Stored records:
※
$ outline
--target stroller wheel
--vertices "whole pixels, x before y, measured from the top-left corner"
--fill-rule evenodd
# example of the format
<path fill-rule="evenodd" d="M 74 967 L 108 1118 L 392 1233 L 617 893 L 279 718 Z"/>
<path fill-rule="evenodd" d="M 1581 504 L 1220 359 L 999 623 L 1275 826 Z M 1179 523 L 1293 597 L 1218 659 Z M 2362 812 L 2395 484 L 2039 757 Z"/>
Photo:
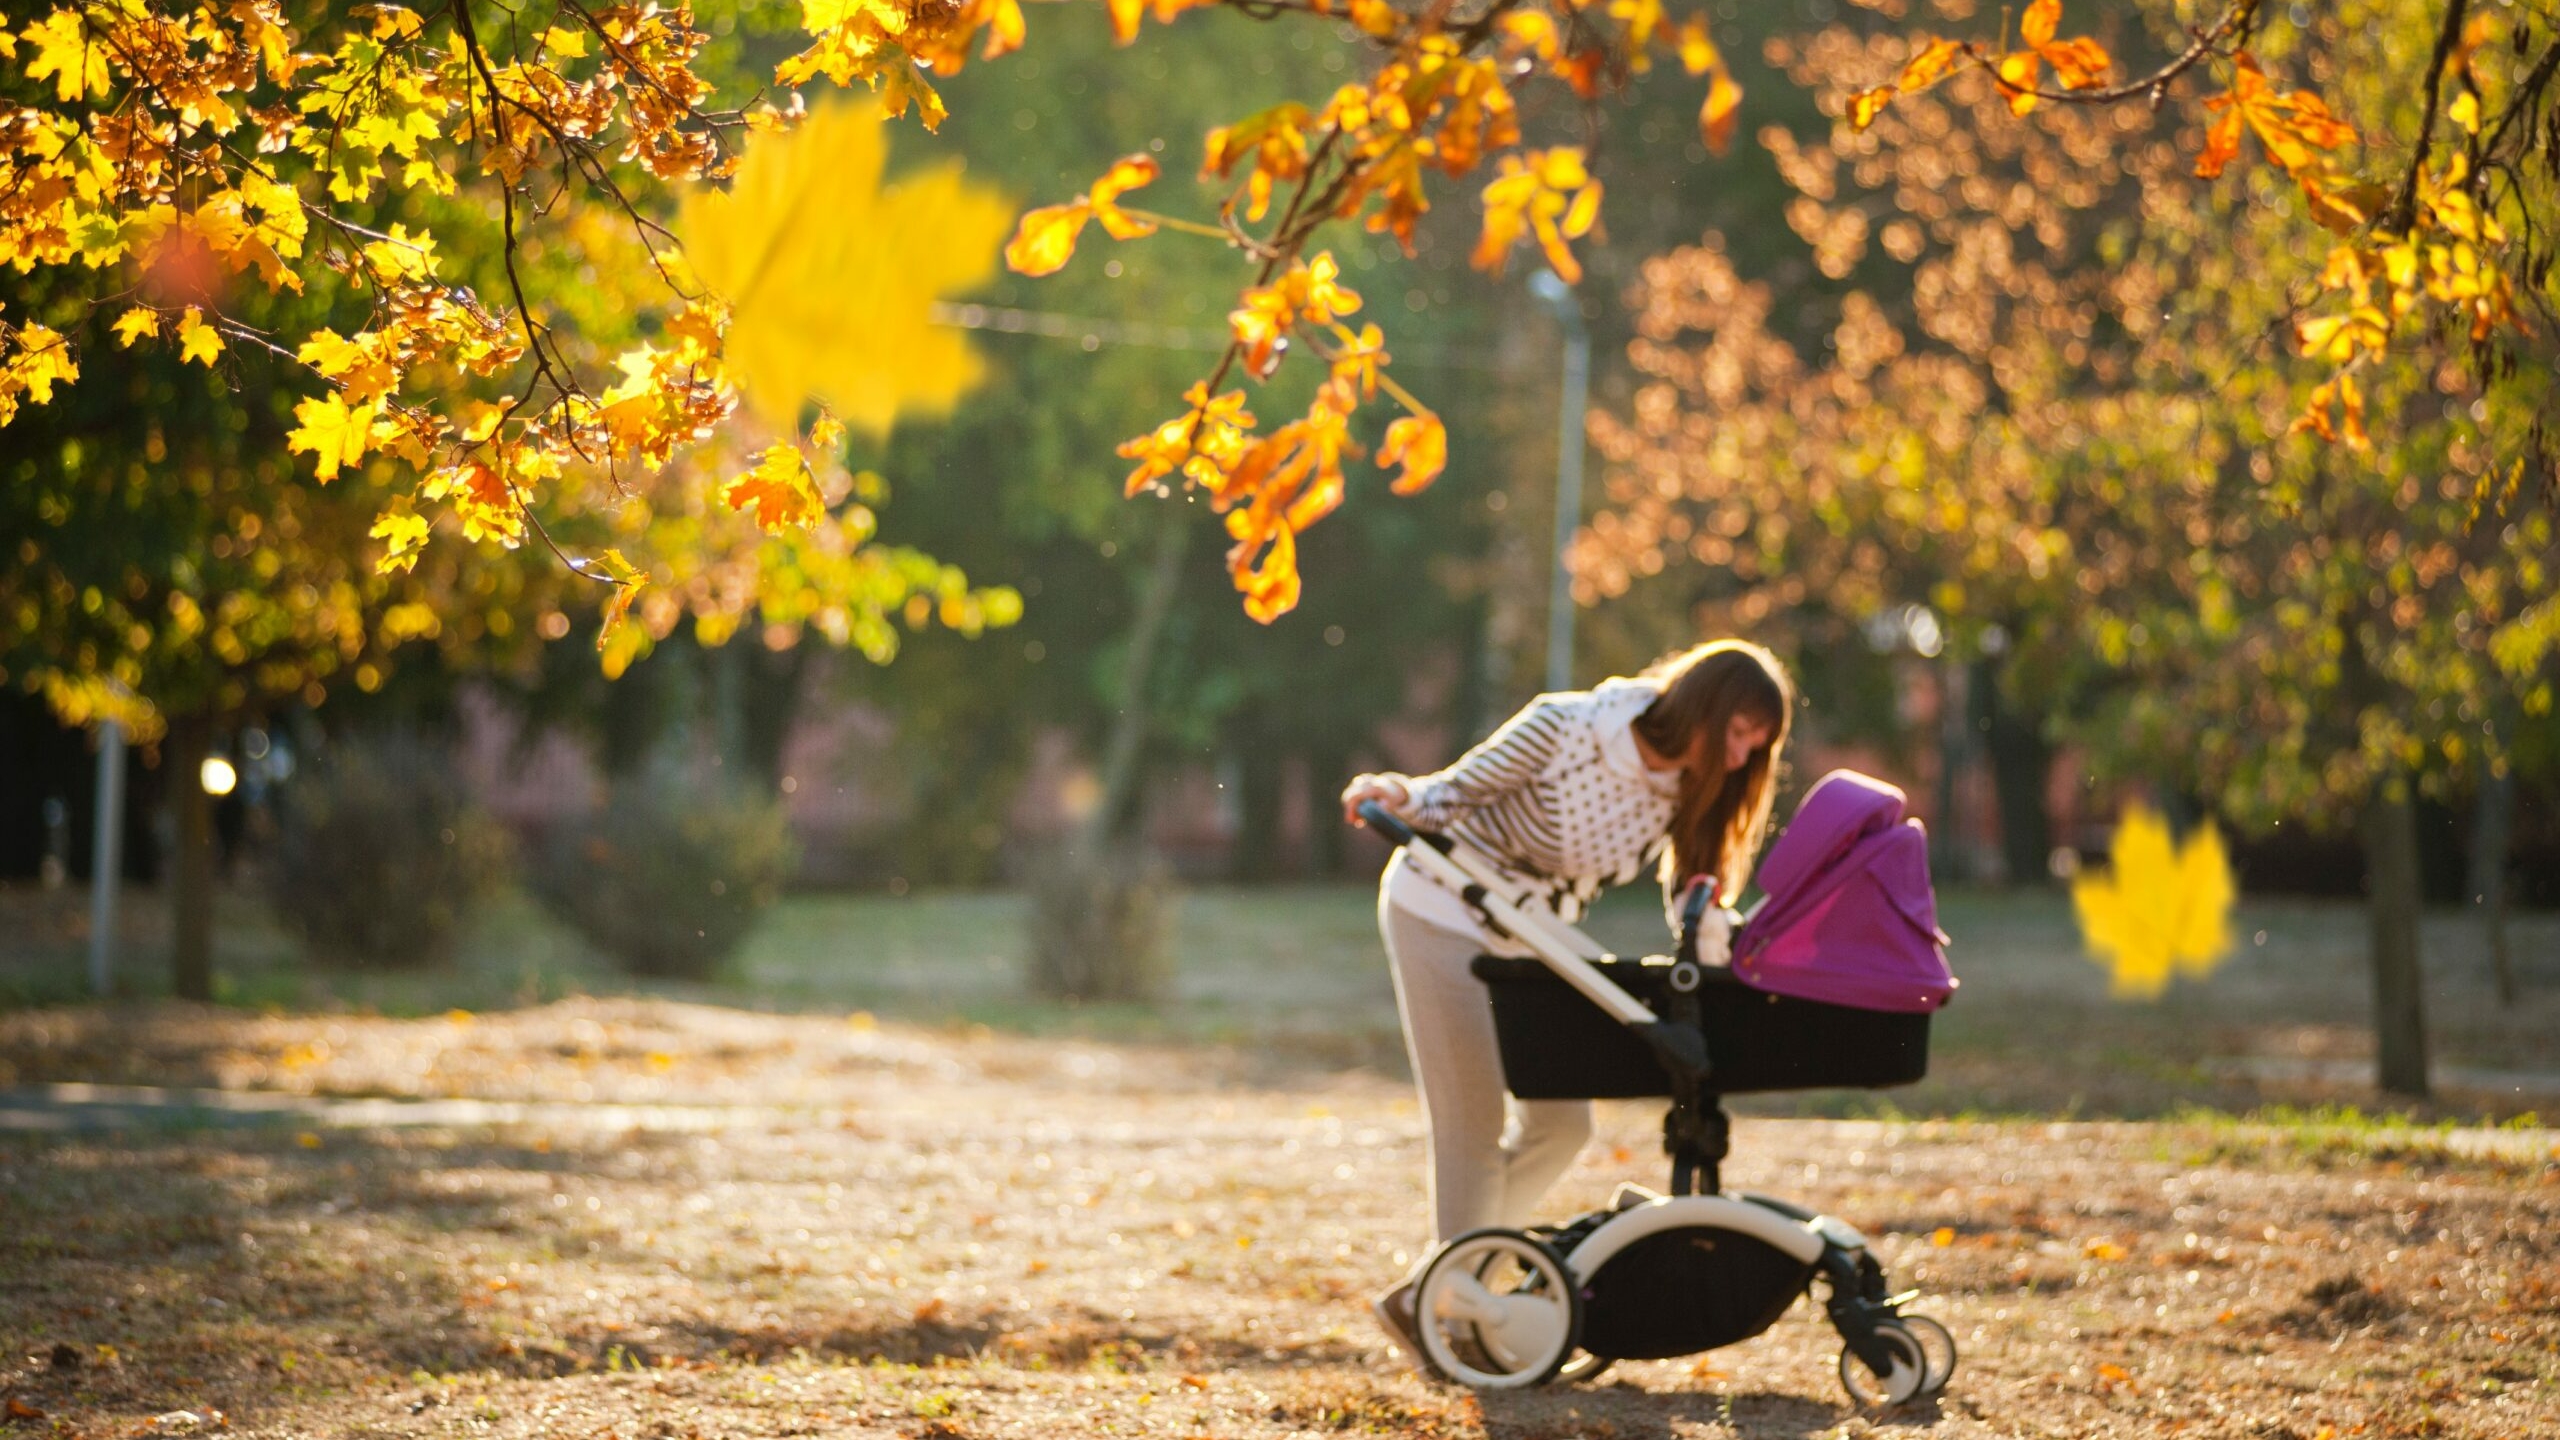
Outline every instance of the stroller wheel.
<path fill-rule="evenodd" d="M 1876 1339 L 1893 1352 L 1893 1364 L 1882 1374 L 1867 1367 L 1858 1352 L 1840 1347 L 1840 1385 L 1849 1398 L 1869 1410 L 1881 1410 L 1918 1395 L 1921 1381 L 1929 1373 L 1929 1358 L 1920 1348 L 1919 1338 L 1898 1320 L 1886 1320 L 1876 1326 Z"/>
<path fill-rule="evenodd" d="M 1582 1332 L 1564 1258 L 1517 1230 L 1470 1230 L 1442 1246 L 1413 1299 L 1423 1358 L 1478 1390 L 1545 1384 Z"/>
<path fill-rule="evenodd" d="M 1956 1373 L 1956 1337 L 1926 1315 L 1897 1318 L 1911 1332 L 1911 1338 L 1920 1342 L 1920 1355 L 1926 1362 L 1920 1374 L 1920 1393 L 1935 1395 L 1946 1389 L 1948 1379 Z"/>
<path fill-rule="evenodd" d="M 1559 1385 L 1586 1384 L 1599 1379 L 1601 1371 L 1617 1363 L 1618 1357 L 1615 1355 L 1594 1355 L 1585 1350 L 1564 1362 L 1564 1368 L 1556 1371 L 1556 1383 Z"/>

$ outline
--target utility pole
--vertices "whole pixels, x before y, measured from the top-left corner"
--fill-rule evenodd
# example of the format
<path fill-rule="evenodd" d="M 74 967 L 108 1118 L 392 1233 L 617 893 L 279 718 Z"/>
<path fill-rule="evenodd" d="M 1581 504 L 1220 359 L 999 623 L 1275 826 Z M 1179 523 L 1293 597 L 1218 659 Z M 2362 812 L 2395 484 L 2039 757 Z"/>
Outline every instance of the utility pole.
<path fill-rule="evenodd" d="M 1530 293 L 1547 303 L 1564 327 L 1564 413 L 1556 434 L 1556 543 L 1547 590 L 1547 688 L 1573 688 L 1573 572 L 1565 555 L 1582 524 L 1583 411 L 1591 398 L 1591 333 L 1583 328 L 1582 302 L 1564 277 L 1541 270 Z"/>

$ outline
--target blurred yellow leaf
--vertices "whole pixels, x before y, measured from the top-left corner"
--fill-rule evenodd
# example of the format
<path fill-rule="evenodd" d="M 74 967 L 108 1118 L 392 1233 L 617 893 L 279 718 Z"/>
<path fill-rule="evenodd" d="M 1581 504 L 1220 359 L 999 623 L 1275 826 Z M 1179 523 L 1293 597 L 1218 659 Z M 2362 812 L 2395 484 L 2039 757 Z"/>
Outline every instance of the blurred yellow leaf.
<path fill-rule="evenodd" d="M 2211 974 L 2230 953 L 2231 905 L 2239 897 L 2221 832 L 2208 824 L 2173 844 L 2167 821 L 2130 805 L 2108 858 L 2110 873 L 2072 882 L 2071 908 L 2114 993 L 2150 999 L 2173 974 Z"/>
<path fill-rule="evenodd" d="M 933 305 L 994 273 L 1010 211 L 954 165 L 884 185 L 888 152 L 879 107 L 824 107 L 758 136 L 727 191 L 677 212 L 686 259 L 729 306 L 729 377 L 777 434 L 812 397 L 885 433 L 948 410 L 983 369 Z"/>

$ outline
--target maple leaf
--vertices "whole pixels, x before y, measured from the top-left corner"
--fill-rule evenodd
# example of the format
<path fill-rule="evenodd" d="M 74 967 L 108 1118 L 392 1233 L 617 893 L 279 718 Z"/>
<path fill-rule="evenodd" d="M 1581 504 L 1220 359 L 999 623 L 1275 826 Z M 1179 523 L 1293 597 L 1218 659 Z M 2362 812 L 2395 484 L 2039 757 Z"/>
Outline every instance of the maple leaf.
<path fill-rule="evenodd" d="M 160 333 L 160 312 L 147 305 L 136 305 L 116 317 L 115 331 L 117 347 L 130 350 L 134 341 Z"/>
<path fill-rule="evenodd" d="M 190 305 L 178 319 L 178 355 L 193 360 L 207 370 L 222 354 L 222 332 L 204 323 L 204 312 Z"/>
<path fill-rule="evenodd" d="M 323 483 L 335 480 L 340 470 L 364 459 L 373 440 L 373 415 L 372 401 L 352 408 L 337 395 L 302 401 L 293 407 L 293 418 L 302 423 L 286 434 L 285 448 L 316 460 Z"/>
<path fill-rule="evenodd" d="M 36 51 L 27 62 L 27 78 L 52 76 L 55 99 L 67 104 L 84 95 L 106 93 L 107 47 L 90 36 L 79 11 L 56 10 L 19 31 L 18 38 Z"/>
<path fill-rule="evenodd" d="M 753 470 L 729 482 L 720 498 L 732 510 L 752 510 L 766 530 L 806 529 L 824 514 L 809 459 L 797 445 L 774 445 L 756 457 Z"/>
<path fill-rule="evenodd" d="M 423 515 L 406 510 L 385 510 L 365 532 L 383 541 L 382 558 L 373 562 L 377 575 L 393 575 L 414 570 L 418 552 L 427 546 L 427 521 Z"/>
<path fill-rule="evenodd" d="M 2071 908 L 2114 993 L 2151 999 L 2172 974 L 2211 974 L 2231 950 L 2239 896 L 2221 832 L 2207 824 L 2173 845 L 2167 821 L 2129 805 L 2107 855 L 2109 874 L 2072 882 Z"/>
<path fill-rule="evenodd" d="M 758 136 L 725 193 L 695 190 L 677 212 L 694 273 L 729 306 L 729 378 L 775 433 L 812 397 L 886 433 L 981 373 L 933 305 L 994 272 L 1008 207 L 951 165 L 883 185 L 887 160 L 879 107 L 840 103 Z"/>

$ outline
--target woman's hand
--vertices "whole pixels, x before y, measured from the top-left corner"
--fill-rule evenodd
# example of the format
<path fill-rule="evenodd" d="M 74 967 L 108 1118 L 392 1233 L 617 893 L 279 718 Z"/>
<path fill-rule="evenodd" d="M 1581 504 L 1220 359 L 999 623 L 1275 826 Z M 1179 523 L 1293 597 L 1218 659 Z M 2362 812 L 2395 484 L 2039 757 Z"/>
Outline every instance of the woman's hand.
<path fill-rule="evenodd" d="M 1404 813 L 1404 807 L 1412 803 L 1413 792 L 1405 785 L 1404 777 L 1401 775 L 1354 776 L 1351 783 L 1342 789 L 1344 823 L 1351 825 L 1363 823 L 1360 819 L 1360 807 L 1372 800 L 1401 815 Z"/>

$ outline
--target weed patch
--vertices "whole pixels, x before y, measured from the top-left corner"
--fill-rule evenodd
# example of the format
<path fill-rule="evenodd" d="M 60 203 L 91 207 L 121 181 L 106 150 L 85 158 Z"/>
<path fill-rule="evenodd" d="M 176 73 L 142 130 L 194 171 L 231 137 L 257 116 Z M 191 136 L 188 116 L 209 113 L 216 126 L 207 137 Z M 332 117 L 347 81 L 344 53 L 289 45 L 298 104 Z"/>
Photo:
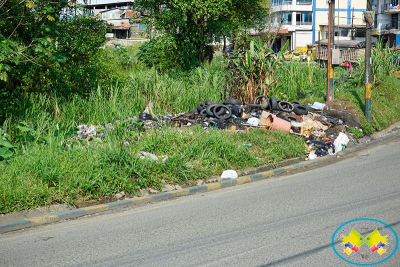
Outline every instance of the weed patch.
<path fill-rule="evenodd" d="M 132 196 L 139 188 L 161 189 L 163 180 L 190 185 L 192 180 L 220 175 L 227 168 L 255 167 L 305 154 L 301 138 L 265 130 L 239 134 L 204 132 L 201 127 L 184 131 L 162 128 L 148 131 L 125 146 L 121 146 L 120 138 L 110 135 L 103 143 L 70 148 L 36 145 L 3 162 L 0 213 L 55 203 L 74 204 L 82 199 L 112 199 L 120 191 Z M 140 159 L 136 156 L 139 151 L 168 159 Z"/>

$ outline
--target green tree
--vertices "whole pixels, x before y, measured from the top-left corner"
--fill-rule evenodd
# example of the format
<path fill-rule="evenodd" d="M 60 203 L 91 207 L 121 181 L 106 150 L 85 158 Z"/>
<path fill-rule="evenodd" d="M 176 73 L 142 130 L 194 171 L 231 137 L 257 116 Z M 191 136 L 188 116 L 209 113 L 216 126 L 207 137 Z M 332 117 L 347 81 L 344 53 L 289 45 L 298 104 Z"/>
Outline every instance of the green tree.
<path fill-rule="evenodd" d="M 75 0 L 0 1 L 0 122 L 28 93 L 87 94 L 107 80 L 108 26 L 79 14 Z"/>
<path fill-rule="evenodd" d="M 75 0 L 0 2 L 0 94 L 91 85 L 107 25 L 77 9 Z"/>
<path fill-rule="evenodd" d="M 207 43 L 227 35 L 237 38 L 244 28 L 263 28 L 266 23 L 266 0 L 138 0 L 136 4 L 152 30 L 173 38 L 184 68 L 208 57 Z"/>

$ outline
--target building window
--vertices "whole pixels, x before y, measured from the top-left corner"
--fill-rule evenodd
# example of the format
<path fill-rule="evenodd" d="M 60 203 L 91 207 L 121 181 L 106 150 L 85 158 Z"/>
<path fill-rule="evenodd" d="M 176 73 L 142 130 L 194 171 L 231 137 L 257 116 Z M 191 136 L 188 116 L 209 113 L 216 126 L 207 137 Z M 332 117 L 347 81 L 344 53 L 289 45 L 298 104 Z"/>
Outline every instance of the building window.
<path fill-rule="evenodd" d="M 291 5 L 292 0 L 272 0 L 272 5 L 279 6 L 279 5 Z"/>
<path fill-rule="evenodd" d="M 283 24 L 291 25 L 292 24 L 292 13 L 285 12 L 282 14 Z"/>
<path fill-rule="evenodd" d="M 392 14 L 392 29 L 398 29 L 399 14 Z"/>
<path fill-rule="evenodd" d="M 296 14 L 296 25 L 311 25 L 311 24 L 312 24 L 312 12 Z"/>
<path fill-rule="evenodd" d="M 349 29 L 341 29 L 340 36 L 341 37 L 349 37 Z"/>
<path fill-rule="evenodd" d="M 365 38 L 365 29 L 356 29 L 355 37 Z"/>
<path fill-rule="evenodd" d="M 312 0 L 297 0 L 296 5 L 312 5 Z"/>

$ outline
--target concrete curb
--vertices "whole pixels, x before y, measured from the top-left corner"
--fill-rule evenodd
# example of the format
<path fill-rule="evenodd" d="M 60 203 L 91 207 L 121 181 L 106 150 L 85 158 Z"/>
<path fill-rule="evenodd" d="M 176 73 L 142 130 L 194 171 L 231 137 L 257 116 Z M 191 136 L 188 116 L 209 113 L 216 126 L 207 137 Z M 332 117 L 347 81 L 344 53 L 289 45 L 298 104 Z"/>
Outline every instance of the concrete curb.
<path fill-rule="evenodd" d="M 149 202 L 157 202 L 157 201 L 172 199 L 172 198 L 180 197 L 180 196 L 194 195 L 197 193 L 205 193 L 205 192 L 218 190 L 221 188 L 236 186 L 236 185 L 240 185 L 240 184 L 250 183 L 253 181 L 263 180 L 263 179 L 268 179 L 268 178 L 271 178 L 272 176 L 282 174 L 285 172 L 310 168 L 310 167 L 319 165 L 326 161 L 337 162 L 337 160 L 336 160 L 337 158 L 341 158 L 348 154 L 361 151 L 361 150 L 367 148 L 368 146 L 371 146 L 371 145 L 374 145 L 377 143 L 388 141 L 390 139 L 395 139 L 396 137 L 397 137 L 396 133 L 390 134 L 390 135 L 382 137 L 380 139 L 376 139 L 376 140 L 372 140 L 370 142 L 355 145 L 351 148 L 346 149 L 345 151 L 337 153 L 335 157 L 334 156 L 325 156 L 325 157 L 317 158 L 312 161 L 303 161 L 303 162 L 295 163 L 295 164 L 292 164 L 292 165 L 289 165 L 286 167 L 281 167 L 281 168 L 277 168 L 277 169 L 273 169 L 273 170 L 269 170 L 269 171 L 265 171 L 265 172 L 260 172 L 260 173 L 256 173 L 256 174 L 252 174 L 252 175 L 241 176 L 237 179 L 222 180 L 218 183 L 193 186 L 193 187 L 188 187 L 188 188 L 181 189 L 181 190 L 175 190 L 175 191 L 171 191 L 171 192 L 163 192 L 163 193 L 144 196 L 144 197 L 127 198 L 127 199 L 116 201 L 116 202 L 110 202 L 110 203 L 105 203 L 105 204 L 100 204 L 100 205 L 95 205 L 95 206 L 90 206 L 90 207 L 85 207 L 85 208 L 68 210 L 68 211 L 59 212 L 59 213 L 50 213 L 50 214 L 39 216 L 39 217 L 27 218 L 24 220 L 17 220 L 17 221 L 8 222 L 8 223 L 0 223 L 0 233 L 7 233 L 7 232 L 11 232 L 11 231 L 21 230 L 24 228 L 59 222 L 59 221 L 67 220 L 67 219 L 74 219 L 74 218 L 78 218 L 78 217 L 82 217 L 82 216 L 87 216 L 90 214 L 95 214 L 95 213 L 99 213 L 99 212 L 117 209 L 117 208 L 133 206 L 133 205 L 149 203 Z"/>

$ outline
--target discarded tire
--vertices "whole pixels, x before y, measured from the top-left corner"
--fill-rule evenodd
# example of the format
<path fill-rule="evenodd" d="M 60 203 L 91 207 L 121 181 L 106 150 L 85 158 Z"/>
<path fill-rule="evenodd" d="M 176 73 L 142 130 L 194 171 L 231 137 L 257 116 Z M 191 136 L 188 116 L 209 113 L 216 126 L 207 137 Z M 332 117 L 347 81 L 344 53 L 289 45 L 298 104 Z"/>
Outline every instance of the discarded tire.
※
HOW TO COMPLETE THIS TASK: If a line in the records above includes the string "tire", copy it.

EXERCISE SOLUTION:
--target discarded tire
Outline every instance of the discarded tire.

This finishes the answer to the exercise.